The loss function we will optimize here is CrossEntropy. The prediction function aka the forward pass is simple; given parameters $b$ (scalar) and $emb$ (matrix of rank $n \times k$), $f(i, j) = b + dot(emb[i], emb[j])$. The output of this prediction function is treated as a logit, so if you want a probability, you'll need to apply the sigmoid to that.
The code below also optionally adds L1 and L2 penalties to the CrossEntropy loss. I found that these parameters were hard to tune, so in the end I am setting these to zero. My main motivation for adding these penalities, L1 penalty especially, was to see if one could learn sparse, interpretable embeddings this way, but I was not able to make this happen. I also tried using other loss functions such as hinge loss and MSE, but learning sparse, interpretable embeddings proved elusive.
class GraphEmbeddingPyTorch(nn.Module):
def __init__(self, n: int, k: int, rseed: int):
super().__init__()
g = torch.Generator().manual_seed(rseed)
self.n = n
self.k = k
#self.embs = torch.randn((n, k), generator = g, requires_grad=True)
self.embs = torch.empty(n, k, requires_grad=True) #, generator = g, requires_grad=True)
nn.init.sparse_(self.embs, sparsity=0.75, std=1)
self.b = torch.tensor([0.], requires_grad=True) #torch.randn(1, generator = g, requires_grad=True)

__List of tasks__
A. What value does the graph embedding text pass as the sparsity argument to nn.init.sparse_?
B. Extend the graph embedding text from where it stops, writing the next part of the class.

Position annotation records
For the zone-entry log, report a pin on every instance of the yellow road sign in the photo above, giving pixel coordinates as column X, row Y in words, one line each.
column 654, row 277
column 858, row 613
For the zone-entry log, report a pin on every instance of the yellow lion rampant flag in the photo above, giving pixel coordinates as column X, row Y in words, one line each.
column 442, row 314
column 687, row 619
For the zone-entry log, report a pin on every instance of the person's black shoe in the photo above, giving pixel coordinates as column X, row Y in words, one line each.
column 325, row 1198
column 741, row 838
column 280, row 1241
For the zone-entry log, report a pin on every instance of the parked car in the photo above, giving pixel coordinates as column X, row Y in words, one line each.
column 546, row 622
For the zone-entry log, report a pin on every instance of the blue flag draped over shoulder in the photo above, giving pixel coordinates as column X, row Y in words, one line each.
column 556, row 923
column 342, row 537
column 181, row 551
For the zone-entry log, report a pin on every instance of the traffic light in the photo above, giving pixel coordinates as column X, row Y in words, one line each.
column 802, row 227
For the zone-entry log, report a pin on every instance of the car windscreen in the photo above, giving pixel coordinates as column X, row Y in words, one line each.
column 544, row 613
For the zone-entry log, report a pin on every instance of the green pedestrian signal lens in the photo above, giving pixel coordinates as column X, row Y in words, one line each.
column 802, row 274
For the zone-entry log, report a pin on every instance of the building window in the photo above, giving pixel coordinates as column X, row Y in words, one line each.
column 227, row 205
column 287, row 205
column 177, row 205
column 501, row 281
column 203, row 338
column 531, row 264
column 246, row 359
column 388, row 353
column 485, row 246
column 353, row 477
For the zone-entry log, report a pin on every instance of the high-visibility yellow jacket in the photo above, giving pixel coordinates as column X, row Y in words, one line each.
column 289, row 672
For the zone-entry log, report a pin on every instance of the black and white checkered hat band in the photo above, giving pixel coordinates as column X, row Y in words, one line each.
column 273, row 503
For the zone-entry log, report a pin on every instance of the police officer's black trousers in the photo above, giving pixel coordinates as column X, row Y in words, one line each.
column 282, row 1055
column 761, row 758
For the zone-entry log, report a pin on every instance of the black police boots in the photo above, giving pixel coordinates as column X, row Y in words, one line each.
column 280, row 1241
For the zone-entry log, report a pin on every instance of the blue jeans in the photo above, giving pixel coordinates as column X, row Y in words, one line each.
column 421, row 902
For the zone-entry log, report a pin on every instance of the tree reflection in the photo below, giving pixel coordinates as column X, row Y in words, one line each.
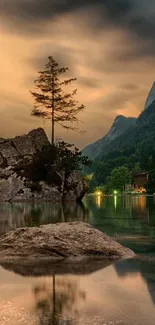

__Written answers__
A. 0.75

B.
self.params = [self.embs, self.b]
def forward(self, x):
assert x.shape[1] == 2, f"input needs to have 2 columns, received shape is {x.shape}"
return self.b + torch.sum(torch.mul(self.embs[x[:, 0]], self.embs[x[:, 1]]), dim=1)
def hingeLoss(preds, actuals, threshold, posClassWeight=1):
preds -= threshold
actuals = torch.where(actuals <= 0, -1, actuals)
signs = -actuals * preds
loss = torch.where(signs > 0, signs, 0)
weightedLoss = torch.where(actuals > 0, posClassWeight * loss, loss)
return torch.mean(weightedLoss)
def train(
data: TensorDataset,
n: int,
k: int,
rseed: int=50,
nepochs: int = 10,
batchSize: int = 100,
l2: float = 0.0,
l1: float = 0.0,
posClassWeight: float = 1.0
):
emb = GraphEmbeddingPyTorch(n, k, rseed)
print(f"Avg L1 norm at init time:{torch.norm(emb.embs, 1).item() / n}")
optim = torch.optim.Adam(emb.params)
loader = DataLoader(data, batch_size = batchSize, shuffle = True)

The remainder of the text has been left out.